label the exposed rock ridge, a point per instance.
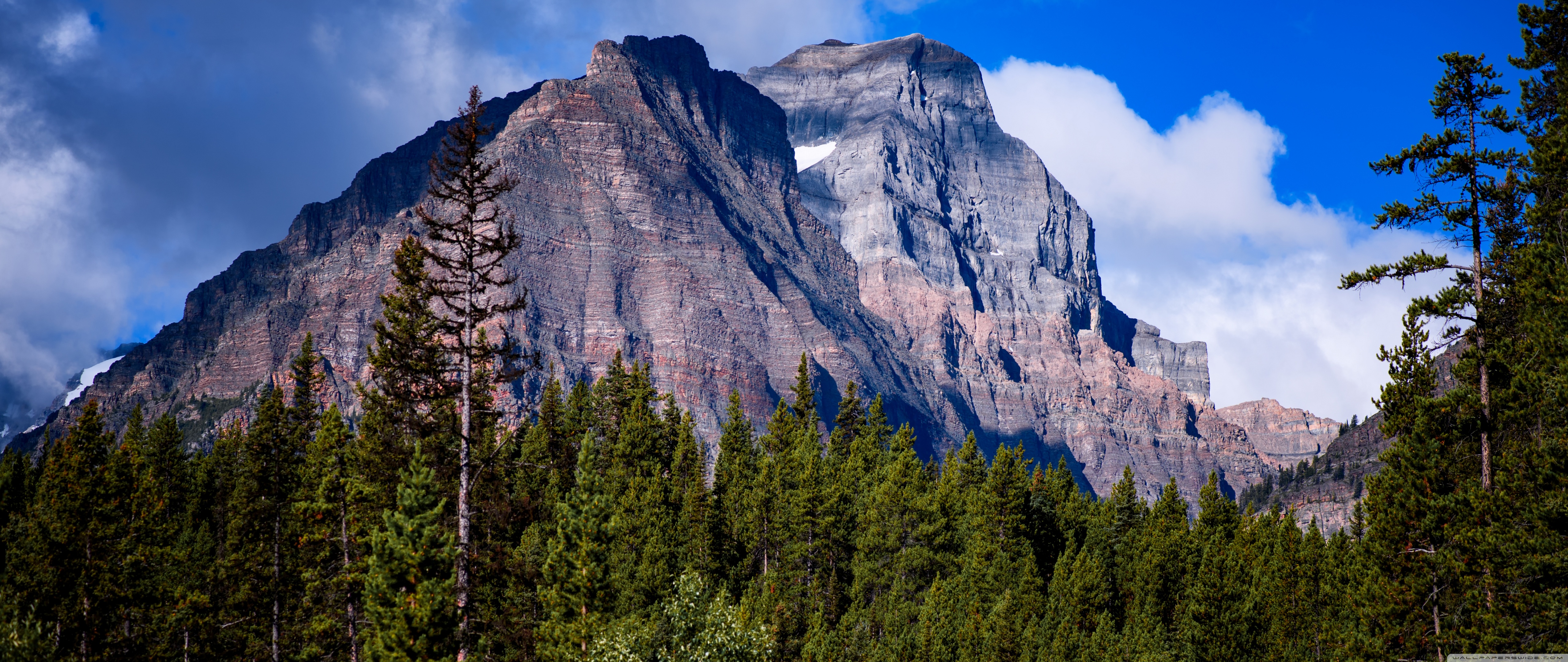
(932, 258)
(984, 264)
(1282, 435)
(661, 214)
(1185, 363)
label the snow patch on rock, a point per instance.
(807, 158)
(87, 379)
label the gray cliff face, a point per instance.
(661, 219)
(1183, 363)
(984, 266)
(930, 258)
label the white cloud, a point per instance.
(63, 285)
(70, 38)
(1192, 238)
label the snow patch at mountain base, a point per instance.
(807, 158)
(87, 379)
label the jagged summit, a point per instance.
(985, 266)
(927, 256)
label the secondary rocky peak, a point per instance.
(1283, 435)
(1185, 363)
(927, 256)
(984, 266)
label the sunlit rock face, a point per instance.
(667, 215)
(984, 266)
(661, 219)
(1280, 434)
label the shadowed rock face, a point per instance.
(984, 266)
(1185, 363)
(930, 258)
(661, 219)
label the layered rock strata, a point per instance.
(984, 266)
(1282, 435)
(661, 219)
(929, 258)
(1185, 363)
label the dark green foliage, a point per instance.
(604, 528)
(578, 586)
(408, 580)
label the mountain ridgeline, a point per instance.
(868, 405)
(930, 258)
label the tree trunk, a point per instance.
(277, 534)
(463, 481)
(353, 634)
(1481, 338)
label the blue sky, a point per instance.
(145, 145)
(1346, 82)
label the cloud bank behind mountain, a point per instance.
(1192, 238)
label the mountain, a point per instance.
(927, 256)
(1282, 435)
(984, 264)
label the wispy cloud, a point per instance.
(146, 145)
(63, 285)
(1194, 239)
(70, 38)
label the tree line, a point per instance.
(601, 528)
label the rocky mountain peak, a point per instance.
(927, 256)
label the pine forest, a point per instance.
(603, 528)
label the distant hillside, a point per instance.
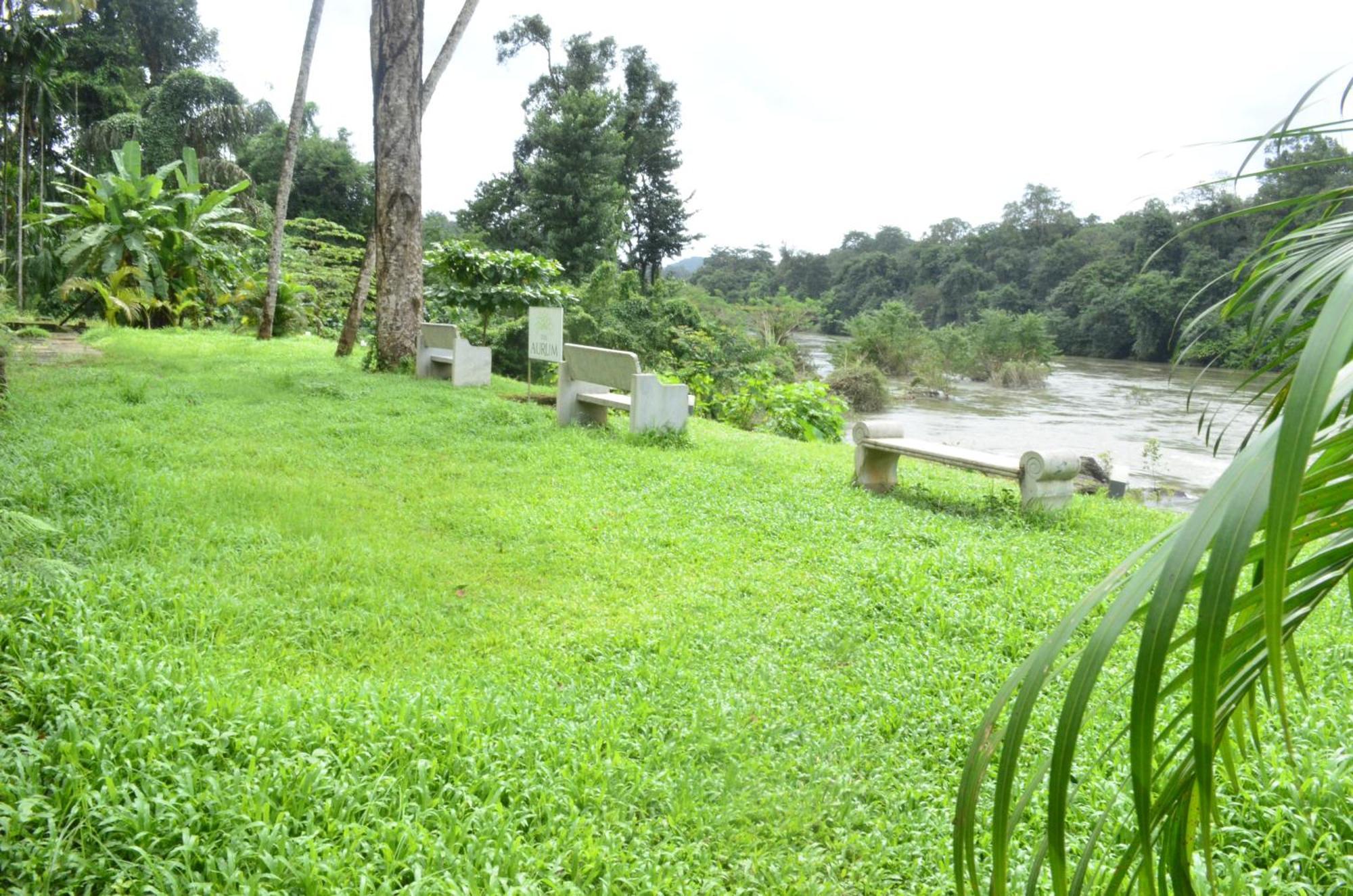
(687, 267)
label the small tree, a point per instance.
(485, 282)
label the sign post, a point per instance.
(545, 337)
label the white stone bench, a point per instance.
(1047, 478)
(589, 374)
(444, 355)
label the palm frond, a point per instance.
(1212, 607)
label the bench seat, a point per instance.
(589, 375)
(619, 401)
(950, 455)
(443, 354)
(1047, 478)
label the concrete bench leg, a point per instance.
(656, 405)
(1048, 478)
(572, 412)
(876, 470)
(474, 364)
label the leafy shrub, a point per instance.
(1021, 374)
(327, 258)
(486, 282)
(1002, 339)
(294, 313)
(895, 340)
(863, 386)
(163, 255)
(806, 410)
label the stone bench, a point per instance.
(1047, 478)
(589, 374)
(444, 355)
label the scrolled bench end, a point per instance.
(1051, 466)
(867, 429)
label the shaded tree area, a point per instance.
(329, 182)
(592, 178)
(82, 79)
(1109, 289)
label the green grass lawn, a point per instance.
(311, 630)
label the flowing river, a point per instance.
(1091, 405)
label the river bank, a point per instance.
(1095, 406)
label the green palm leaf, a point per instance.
(1254, 562)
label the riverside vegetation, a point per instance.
(244, 649)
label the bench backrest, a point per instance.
(601, 366)
(440, 335)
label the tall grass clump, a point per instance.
(864, 386)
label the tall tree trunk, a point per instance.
(18, 255)
(5, 187)
(369, 259)
(289, 164)
(397, 34)
(359, 297)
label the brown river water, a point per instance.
(1088, 405)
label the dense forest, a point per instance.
(591, 185)
(1107, 289)
(83, 78)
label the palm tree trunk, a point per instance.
(289, 164)
(18, 255)
(5, 186)
(397, 36)
(369, 259)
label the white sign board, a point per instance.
(546, 335)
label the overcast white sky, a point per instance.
(799, 129)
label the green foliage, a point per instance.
(895, 340)
(1180, 662)
(328, 181)
(1107, 289)
(593, 171)
(574, 182)
(296, 310)
(1001, 340)
(189, 109)
(863, 386)
(327, 258)
(1001, 347)
(178, 252)
(488, 282)
(737, 275)
(804, 410)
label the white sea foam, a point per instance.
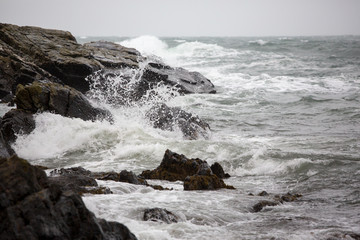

==*==

TASK INSTRUCTIONS -
All of the records should be output exactly as they stand, with pictures omitted.

ANSWER SPACE -
label the exposed rock ridge, a point per instance.
(932, 258)
(984, 264)
(1282, 435)
(661, 214)
(1185, 363)
label the snow patch on rock, a point per instance.
(807, 158)
(87, 379)
label the gray cliff face, a point per instance.
(661, 219)
(1183, 363)
(984, 266)
(930, 258)
label the white cloud, a point per instance.
(63, 285)
(70, 38)
(1192, 238)
label the snow patch at mountain base, a point per instance.
(807, 158)
(87, 379)
label the jagged summit, a point per instance.
(985, 266)
(927, 256)
label the secondary rocky peak, a point per instance.
(1283, 435)
(1185, 363)
(927, 256)
(984, 266)
label the sunlit rock face, a point per instance.
(667, 215)
(984, 266)
(661, 219)
(1280, 434)
label the shadowed rock face, a point per instance.
(984, 266)
(1185, 363)
(930, 258)
(661, 219)
label the layered rock strata, a point per instance.
(984, 266)
(1282, 435)
(661, 219)
(929, 258)
(1185, 363)
label the dark green foliage, a point per instance.
(604, 528)
(578, 586)
(408, 580)
label the mountain ridgeline, a point per instance.
(868, 405)
(930, 258)
label the tree trunk, a point per instance.
(277, 534)
(463, 481)
(353, 634)
(1481, 338)
label the blue sky, a point per instance.
(145, 145)
(1346, 82)
label the cloud bank behind mountain, a point per instance.
(1192, 238)
label the mountain, a point per instance.
(927, 256)
(1282, 435)
(984, 264)
label the wispy cloud, a point per instance.
(146, 145)
(63, 285)
(1194, 239)
(70, 38)
label the tree line, a point per instance.
(601, 528)
label the rocky mountain peak, a point per instance.
(927, 256)
label the pine forest, a point per instance.
(603, 528)
label the distant hillside, a point per instance.
(687, 267)
label the small tree, a point per instance.
(485, 282)
label the sign post, a point per instance.
(545, 337)
label the white stone bench, a point per instance.
(1047, 478)
(589, 374)
(444, 355)
label the palm frond, a point per instance.
(1212, 607)
label the bench seat, a point per instance.
(589, 375)
(619, 401)
(950, 455)
(443, 354)
(1047, 478)
label the concrete bench leg, a point per instance.
(656, 405)
(1048, 478)
(572, 412)
(876, 470)
(474, 364)
label the leafy shrub, a point per instance.
(1021, 374)
(327, 258)
(486, 282)
(1002, 339)
(294, 313)
(895, 340)
(863, 386)
(163, 255)
(806, 410)
label the stone bench, a point per instance.
(1047, 478)
(589, 374)
(444, 355)
label the scrolled bench end, a point per instance.
(1051, 466)
(867, 429)
label the shaded tree area, a point per instance.
(329, 182)
(592, 178)
(82, 79)
(1109, 289)
label the green grass lawn, a point per instance.
(311, 630)
label the flowing river, a point per instance.
(1091, 405)
label the river bank, a point per instance.
(1095, 406)
label the green palm leaf, a point per instance.
(1254, 562)
label the riverside vegetation, a point per instance.
(244, 649)
label the bench backrest, a point per instance.
(601, 366)
(440, 335)
label the tall grass clump, a point per instance.
(864, 386)
label the tall tree trunk, a point per instance.
(18, 255)
(5, 187)
(369, 259)
(289, 164)
(397, 34)
(359, 297)
label the brown river water, a point per instance.
(1088, 405)
label the dense forest, a point per instance.
(591, 185)
(1107, 289)
(83, 78)
label the palm tree trunk, a point per instance.
(289, 164)
(18, 255)
(5, 186)
(397, 36)
(369, 259)
label the white sign board, a point per instance.
(546, 335)
label the overcast white sky, a point per instance.
(799, 129)
label the green foliage, a point per instance.
(895, 340)
(1180, 662)
(328, 181)
(1107, 289)
(593, 171)
(574, 182)
(296, 310)
(1001, 340)
(189, 109)
(863, 386)
(327, 258)
(1001, 347)
(178, 252)
(488, 282)
(737, 275)
(804, 410)
label the white sea foam, a point per instance.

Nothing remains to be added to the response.